Reproduce the lines of the data below exactly, beginning with the line that contains "The service SHOULD locate every instance of the boat" and continuing through the last line of the data.

Dataset rows showing where objects appear
──────
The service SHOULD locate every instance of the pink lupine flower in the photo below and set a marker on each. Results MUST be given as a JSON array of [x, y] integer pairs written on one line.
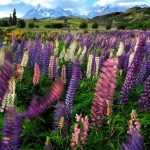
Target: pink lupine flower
[[36, 77], [105, 89], [134, 124], [18, 71]]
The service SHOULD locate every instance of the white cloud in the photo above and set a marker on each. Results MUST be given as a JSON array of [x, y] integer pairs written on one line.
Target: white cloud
[[120, 2]]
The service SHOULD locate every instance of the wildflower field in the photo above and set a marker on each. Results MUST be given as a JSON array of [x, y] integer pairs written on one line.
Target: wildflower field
[[87, 91]]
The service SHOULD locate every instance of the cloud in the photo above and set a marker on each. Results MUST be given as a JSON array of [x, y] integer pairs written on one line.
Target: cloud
[[120, 2]]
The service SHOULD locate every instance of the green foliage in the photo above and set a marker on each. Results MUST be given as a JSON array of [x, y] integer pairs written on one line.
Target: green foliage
[[121, 26], [83, 25], [31, 25], [95, 25], [21, 23], [108, 27], [4, 23]]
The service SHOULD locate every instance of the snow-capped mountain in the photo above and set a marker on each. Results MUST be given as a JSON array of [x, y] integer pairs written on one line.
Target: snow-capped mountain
[[42, 12]]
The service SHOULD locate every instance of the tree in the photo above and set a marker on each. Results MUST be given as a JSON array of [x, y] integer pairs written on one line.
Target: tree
[[21, 23], [95, 25], [14, 17], [10, 20]]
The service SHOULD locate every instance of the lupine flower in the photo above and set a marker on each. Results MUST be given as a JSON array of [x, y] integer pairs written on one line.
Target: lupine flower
[[143, 72], [144, 101], [5, 75], [89, 66], [134, 124], [19, 54], [51, 67], [80, 132], [121, 49], [36, 76], [15, 46], [132, 70], [38, 107], [45, 58], [133, 142], [82, 56], [2, 56], [105, 89], [11, 130], [73, 84], [69, 69], [63, 73]]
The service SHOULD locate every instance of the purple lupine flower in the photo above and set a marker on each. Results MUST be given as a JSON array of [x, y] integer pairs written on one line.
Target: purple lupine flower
[[59, 112], [132, 71], [69, 69], [144, 101], [73, 84], [133, 142], [38, 107], [1, 43], [45, 58], [143, 73], [5, 75], [11, 130], [19, 54], [15, 46]]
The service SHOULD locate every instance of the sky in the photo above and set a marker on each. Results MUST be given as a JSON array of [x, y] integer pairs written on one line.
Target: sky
[[81, 6]]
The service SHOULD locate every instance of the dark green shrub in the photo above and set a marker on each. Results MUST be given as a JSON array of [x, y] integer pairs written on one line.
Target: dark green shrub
[[95, 25], [21, 23], [31, 25], [83, 25]]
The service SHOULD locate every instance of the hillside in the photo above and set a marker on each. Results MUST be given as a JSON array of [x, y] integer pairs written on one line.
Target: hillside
[[130, 16]]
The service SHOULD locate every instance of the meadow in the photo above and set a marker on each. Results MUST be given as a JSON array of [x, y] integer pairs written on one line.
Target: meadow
[[62, 91]]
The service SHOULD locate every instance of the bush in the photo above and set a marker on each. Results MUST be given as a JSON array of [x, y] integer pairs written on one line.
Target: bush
[[55, 25], [31, 25], [37, 26], [83, 25], [121, 26], [47, 25], [4, 23], [21, 23], [95, 25], [108, 27]]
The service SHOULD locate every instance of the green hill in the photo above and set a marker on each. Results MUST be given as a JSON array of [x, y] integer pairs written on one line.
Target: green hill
[[132, 18]]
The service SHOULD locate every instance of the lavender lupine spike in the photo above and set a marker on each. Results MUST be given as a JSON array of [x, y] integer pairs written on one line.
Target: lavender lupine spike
[[73, 84], [37, 108], [45, 58], [144, 101], [132, 71], [1, 44], [133, 142], [5, 75], [15, 46], [11, 130], [19, 54], [143, 73], [105, 89]]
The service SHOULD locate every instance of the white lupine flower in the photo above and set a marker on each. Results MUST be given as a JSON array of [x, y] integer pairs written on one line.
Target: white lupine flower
[[121, 49]]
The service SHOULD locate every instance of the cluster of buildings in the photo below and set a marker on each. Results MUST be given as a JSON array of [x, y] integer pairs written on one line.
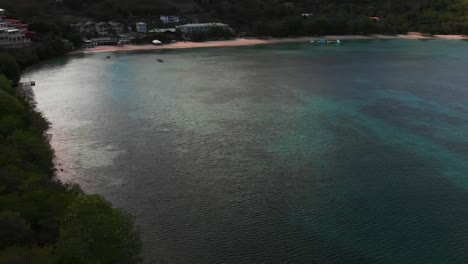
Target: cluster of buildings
[[201, 27], [99, 28], [115, 33], [13, 33]]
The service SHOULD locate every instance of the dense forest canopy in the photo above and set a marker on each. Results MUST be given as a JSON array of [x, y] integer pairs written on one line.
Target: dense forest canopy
[[275, 17], [42, 220]]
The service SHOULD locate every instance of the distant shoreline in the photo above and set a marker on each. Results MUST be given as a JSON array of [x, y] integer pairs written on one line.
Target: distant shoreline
[[255, 41]]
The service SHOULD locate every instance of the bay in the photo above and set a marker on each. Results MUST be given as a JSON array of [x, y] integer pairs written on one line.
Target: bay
[[291, 153]]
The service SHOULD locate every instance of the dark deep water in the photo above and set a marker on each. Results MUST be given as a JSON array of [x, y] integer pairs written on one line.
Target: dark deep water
[[273, 154]]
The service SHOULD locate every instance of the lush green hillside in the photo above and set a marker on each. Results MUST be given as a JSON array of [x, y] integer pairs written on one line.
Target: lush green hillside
[[41, 220], [277, 17]]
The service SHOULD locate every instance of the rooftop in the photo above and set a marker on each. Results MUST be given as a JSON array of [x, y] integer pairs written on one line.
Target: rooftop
[[204, 25]]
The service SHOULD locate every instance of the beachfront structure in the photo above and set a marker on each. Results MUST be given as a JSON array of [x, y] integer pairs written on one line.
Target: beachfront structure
[[169, 19], [201, 27], [141, 27], [100, 28], [13, 37], [163, 30], [116, 27]]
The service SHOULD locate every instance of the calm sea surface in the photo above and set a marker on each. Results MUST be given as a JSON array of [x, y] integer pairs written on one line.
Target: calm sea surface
[[288, 153]]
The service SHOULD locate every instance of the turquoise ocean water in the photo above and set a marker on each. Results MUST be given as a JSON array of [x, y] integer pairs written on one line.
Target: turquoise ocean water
[[290, 153]]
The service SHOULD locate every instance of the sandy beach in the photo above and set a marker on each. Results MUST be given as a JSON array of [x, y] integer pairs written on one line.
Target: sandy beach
[[253, 41]]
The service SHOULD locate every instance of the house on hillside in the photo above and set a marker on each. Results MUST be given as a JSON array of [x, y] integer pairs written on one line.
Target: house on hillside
[[188, 29], [163, 30], [141, 27], [102, 28], [12, 22], [169, 19], [116, 27], [13, 37], [88, 27]]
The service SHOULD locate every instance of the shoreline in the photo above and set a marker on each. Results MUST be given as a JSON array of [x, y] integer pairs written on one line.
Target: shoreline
[[256, 41]]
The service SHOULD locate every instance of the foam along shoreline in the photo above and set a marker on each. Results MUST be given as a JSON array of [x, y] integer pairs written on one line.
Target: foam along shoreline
[[253, 41]]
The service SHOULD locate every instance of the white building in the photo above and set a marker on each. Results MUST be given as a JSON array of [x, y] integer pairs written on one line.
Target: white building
[[13, 37], [141, 27], [169, 19], [191, 28], [117, 28], [102, 28], [163, 30]]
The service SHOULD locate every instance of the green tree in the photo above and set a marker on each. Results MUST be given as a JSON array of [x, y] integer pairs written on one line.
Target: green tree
[[94, 232]]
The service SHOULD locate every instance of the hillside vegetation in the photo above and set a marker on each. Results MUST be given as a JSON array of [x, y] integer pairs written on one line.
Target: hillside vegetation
[[276, 17], [42, 220]]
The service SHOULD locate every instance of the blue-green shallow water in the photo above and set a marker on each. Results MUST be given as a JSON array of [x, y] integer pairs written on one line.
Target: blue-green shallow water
[[273, 154]]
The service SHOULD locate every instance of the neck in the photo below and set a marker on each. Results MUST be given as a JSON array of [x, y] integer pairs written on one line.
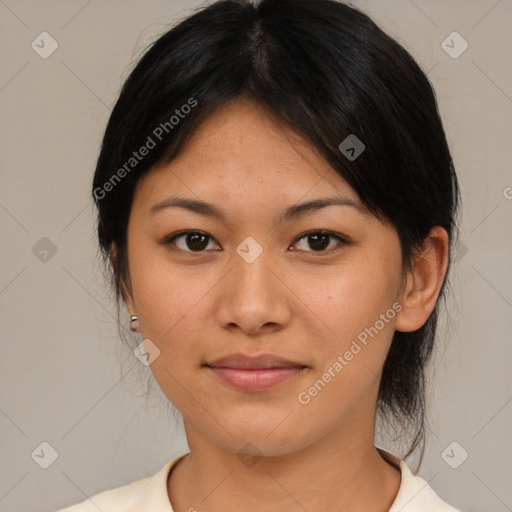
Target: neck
[[343, 473]]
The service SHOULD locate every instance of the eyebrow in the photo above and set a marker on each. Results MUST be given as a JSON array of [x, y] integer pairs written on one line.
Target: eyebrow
[[292, 212]]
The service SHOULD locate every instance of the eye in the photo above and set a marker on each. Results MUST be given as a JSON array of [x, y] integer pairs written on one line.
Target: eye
[[190, 241], [197, 241], [319, 240]]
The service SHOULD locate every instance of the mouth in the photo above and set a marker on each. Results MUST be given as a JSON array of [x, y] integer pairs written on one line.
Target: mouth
[[254, 374]]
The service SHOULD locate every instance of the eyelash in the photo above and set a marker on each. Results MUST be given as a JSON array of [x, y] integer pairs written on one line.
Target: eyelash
[[342, 241]]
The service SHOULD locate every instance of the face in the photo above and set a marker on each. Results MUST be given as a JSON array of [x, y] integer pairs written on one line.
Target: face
[[252, 280]]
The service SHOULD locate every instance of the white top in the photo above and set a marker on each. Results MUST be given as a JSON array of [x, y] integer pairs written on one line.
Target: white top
[[150, 494]]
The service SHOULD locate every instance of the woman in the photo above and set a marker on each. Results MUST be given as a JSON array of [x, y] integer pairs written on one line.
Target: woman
[[277, 201]]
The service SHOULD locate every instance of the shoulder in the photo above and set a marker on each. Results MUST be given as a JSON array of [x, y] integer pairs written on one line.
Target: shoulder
[[133, 497], [416, 495]]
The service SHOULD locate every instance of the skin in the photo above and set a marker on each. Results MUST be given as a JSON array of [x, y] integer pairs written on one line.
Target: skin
[[297, 302]]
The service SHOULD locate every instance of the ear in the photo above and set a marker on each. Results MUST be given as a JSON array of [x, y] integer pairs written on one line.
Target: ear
[[126, 289], [424, 281]]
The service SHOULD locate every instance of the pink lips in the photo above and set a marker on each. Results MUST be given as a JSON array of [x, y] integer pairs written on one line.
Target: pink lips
[[254, 373]]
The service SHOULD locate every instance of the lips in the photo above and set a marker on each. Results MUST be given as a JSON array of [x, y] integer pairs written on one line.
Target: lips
[[253, 374], [261, 362]]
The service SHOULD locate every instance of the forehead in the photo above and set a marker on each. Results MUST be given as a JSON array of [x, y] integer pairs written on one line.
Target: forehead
[[243, 143]]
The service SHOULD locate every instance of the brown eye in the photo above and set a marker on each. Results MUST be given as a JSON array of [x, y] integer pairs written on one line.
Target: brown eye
[[189, 241], [319, 241]]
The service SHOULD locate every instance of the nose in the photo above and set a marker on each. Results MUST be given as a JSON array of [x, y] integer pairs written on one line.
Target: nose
[[253, 296]]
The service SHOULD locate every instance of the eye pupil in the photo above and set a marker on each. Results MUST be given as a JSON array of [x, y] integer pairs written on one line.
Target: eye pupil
[[195, 237], [316, 245]]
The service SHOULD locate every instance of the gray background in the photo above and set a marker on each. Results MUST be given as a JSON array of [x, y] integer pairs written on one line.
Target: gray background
[[67, 380]]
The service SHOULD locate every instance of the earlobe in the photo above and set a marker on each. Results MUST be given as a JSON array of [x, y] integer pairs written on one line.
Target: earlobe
[[424, 281]]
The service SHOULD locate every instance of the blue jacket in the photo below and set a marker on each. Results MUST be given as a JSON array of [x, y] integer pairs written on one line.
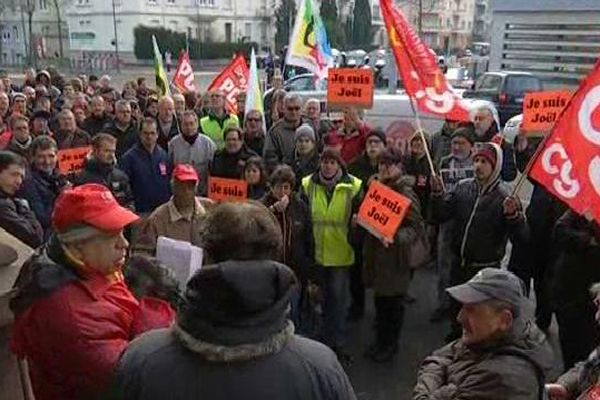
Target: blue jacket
[[149, 175]]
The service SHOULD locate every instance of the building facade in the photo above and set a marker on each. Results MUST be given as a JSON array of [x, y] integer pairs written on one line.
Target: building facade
[[92, 22], [558, 40], [45, 34]]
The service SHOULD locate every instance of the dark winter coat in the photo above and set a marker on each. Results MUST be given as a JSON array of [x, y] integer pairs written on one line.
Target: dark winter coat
[[576, 268], [228, 165], [419, 169], [72, 140], [125, 139], [93, 125], [165, 136], [280, 143], [480, 229], [73, 323], [509, 167], [296, 227], [41, 189], [232, 342], [304, 166], [19, 220], [362, 169], [510, 369], [387, 270], [149, 175], [109, 176], [582, 377]]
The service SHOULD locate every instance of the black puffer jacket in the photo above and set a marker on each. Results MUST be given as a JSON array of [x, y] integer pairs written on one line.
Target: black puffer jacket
[[17, 219], [41, 189], [232, 341], [480, 230], [228, 165], [108, 175], [298, 241]]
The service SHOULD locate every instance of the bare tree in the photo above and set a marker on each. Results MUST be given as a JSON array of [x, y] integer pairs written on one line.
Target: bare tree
[[422, 7]]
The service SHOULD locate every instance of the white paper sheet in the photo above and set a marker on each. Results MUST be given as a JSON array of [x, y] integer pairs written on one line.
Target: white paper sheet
[[182, 257]]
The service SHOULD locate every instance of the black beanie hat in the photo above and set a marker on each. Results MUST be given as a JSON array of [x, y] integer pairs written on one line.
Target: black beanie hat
[[464, 132]]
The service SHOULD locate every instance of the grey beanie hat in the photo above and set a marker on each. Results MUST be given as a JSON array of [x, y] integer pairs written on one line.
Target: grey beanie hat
[[306, 131]]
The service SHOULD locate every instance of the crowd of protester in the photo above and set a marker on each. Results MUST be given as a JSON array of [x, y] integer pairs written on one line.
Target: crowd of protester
[[286, 271]]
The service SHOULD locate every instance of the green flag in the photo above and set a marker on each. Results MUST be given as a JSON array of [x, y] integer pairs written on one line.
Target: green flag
[[162, 81]]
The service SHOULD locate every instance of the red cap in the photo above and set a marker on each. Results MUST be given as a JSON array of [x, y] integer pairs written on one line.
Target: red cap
[[90, 204], [185, 173]]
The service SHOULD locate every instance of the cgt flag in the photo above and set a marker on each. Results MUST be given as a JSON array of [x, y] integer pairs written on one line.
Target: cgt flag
[[568, 165], [231, 81], [162, 82], [421, 74], [184, 75]]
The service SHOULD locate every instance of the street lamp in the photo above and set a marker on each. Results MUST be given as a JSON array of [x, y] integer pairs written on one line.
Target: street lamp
[[116, 37]]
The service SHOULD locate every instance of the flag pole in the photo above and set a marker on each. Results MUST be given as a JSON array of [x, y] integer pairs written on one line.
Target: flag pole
[[422, 135]]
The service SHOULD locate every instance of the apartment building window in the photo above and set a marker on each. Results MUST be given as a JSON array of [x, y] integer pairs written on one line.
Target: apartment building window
[[248, 30]]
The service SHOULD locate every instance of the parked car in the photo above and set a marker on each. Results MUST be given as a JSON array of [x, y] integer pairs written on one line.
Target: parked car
[[387, 108], [506, 90]]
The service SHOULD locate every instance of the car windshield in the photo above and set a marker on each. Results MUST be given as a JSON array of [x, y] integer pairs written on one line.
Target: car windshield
[[489, 82], [522, 84]]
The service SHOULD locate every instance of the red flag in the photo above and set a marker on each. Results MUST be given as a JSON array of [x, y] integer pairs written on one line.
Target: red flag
[[232, 80], [184, 75], [422, 77], [569, 163]]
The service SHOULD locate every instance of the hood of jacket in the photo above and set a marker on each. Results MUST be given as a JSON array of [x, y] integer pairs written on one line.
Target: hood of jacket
[[236, 304], [46, 271], [526, 341], [494, 179]]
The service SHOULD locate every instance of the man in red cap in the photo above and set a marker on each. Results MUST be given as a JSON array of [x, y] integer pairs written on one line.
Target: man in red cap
[[74, 312], [179, 217]]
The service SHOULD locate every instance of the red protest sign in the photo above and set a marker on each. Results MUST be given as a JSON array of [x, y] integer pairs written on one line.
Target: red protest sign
[[350, 87], [542, 109], [72, 160], [232, 80], [184, 75], [222, 189], [382, 211]]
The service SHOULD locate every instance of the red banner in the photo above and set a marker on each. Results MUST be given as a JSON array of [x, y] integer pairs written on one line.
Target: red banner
[[184, 78], [422, 77], [569, 163], [232, 80]]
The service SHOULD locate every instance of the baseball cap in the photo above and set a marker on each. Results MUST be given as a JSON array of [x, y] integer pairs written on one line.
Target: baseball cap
[[185, 173], [490, 284], [90, 204]]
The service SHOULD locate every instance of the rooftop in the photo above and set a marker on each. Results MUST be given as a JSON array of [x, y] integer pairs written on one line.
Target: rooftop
[[545, 5]]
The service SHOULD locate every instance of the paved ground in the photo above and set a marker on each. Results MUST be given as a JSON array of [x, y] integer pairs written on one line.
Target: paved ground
[[395, 380]]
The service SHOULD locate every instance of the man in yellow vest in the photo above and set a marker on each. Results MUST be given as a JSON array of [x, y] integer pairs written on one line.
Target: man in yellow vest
[[218, 119], [333, 196]]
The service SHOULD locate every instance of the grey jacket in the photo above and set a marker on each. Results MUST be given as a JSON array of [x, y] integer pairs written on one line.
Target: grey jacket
[[280, 144], [511, 369], [199, 155]]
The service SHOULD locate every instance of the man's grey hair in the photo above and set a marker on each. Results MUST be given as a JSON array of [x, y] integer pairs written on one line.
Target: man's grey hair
[[292, 97], [595, 289], [120, 104]]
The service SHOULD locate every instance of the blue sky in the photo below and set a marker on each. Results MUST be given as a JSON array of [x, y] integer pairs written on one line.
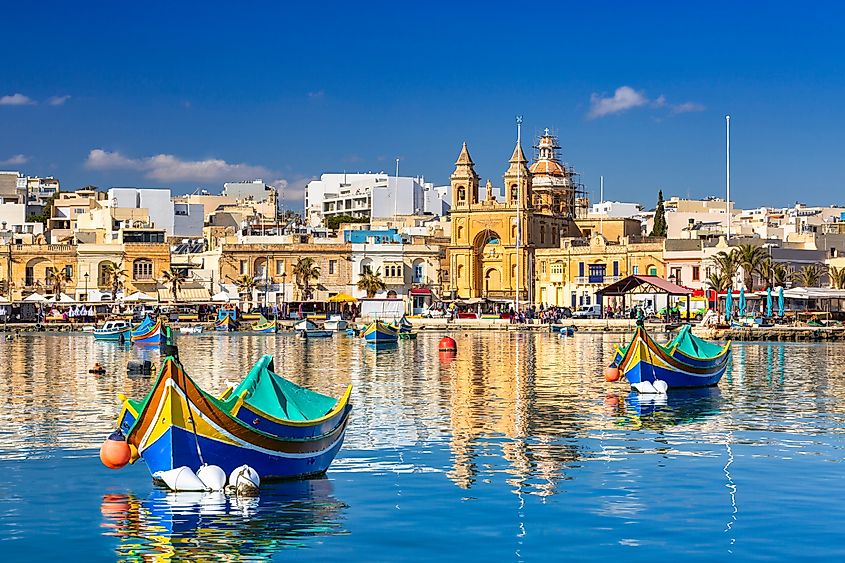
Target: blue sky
[[191, 95]]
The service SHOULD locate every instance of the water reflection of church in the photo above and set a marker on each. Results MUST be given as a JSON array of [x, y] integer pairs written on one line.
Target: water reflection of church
[[483, 253]]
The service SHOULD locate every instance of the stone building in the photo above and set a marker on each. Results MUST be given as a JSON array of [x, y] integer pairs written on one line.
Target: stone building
[[492, 251]]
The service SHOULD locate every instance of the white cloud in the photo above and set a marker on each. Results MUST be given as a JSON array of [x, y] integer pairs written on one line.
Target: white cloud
[[169, 168], [57, 100], [16, 100], [623, 99], [15, 160], [687, 107]]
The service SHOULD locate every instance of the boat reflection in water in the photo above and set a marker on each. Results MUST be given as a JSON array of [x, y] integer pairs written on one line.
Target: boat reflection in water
[[679, 406], [214, 526]]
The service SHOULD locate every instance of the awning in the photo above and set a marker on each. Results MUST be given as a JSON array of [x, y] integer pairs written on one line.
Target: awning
[[643, 284], [341, 298], [186, 295]]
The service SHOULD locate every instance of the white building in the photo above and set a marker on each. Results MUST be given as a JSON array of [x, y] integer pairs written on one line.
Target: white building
[[616, 209], [255, 190], [371, 196], [156, 201]]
──────
THE SOLUTION
The service SHOULD locate every instance of the boat reflection in water in the photo above and set a marker on each. Results MUST be given as a JSON array of [x, y] integer pairs written on one line.
Target: boat reflection in water
[[679, 406], [214, 526]]
The service SHOULD locate every instance of the awning in the photo above and set a marker on each. Results MUST be given as a JSON array of [x, y] integer pairs written on one line.
Target: awning
[[643, 284], [341, 298], [186, 295]]
The service SHOULD locate every instance of the white building in the photo above and set a marker on each. Results MUST be given as a JSON array of [x, y] integer pairs written on one line.
Target: white building
[[616, 209], [255, 190], [371, 196], [156, 201]]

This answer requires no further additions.